[[ Source extract, beginning ]]

Controversy
IDX is a target of pro-life advocates who believe the procedure illustrates their contention that abortion, and especially late-term abortion, is unjust. Critics consider the procedure to be infanticide, a position which many in the pro-life movement extend to cover all abortions. Some advocates, both for and against abortion rights, see the IDX issue as a central battleground in the wider abortion debate, attempting to set a legal precedent so as to either gradually reduce or gradually increase access to all abortion methods.
Dr. Martin Haskell has called the IDX procedure "a quick, surgical outpatient method" for late second-trimester and early third-trimester abortions. The Partial-Birth Abortion Ban Act of 2003 describes it as "a gruesome and inhumane procedure that is never medically necessary."
According to a BBC report about the U.S. Supreme Court's decision in Gonzales v. Carhart, "government lawyers and others who favour the ban, have said there are alternative and more widely used procedures that are still legal - which involves dismembering the fetus in the uterus." An article in Harper's magazine stated that, "Defending the Partial-Birth Abortion Ban... requires arguing to judges that pulling a fetus from a woman's body in dismembered pieces is legal, medically acceptable, and safe; but that pulling a fetus out intact, so that if the woman wishes the fetus can be wrapped in a blanket and handed to her, is appropriately punishable by a fine, or up to two years' imprisonment, or both." The U.S. Supreme Court has stated that intact D&X remains legal as long as there is first an "injection that kills the fetus."

[[ Source extract, end ]]

Problems to solve.
a) Update the passage on the abortion procedure controversy between "Controversy" and "all abortion methods.", inclusive, replacing "IDX" with "intact D&X".
b) According to the passage on the abortion procedure controversy, what condition did the U.S. Supreme Court say keeps intact D&X legal?
c) Resume the passage on the abortion procedure controversy after its last sentence.

[[ Provided material, beginning ]]

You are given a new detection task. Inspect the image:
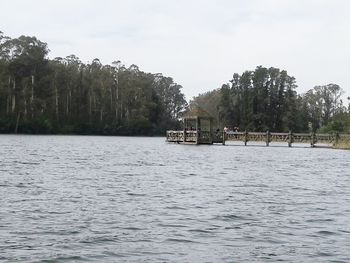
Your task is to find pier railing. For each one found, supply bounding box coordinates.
[166,131,350,147]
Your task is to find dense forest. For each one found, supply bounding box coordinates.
[190,66,350,133]
[0,32,350,135]
[0,32,187,135]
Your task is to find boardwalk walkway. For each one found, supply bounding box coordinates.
[166,131,350,147]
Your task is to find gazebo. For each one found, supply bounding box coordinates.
[183,107,213,144]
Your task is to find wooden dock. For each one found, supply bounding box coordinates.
[166,107,350,147]
[166,130,350,147]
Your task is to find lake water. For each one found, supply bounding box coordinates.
[0,135,350,262]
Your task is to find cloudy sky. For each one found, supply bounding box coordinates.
[0,0,350,99]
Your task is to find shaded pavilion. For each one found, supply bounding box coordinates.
[183,107,213,144]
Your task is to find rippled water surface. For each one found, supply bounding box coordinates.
[0,135,350,262]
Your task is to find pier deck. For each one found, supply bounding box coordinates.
[166,131,350,147]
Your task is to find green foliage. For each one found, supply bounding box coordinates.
[0,33,186,135]
[191,66,350,132]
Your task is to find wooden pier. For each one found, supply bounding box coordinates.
[166,109,350,147]
[166,131,350,147]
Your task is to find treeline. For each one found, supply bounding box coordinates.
[0,32,187,135]
[190,66,350,132]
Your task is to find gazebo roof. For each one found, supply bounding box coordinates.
[183,107,213,119]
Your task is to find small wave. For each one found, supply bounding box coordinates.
[317,230,337,236]
[165,238,200,243]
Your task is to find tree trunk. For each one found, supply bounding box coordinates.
[12,80,16,113]
[30,75,34,118]
[54,83,59,121]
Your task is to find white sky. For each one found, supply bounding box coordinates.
[0,0,350,99]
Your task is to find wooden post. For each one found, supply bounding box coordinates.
[209,118,213,144]
[196,116,199,144]
[15,112,21,134]
[288,131,293,147]
[334,132,340,146]
[311,132,316,147]
[266,130,270,146]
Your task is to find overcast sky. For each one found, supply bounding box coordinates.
[0,0,350,99]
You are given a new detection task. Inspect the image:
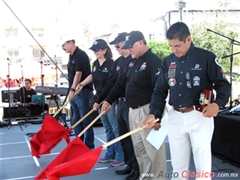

[[ Provided material, end ]]

Solved tasks.
a)
Controversy
intact D&X is a target of pro-life advocates who believe the procedure illustrates their contention that abortion, and especially late-term abortion, is unjust. Critics consider the procedure to be infanticide, a position which many in the pro-life movement extend to cover all abortions. Some advocates, both for and against abortion rights, see the intact D&X issue as a central battleground in the wider abortion debate, attempting to set a legal precedent so as to either gradually reduce or gradually increase access to all abortion methods.

b) There must first be an injection that kills the fetus.

c)
There is also controversy about why this procedure is used. Although prominent defenders of the method asserted during 1995 and 1996 that it was used only or mostly in acute medical circumstances, lobbyist Ron Fitzsimmons, executive director of the National Coalition of Abortion Providers (a trade association of abortion providers), told the New York Times (February 26, 1997): "In the vast majority of cases, the procedure is performed on a healthy mother with a healthy fetus that is 20 weeks or more along." Some prominent pro-choice advocates quickly defended the accuracy of Fitzsimmons's statements, whilst others condemned Fitzsimmons as self-serving.
In support of the Partial-Birth Abortion Ban Act, a nurse who witnessed three IDX procedures found them deeply disturbing, and described one performed on a 26½-week fetus with Down Syndrome in testimony before a Judiciary subcommittee of the US House of Representatives.
A journalist observed three IDX and two D&E procedures involving fetuses ranging from 19 to 23 weeks. She "watched for any signs of fetal distress, but ... could see no response, no reflexive spasm, nothing. Whether this was a result of the anesthesia or an undeveloped fetal system for pain sensitivity, one thing was clear: There was no discernible response by the fetus."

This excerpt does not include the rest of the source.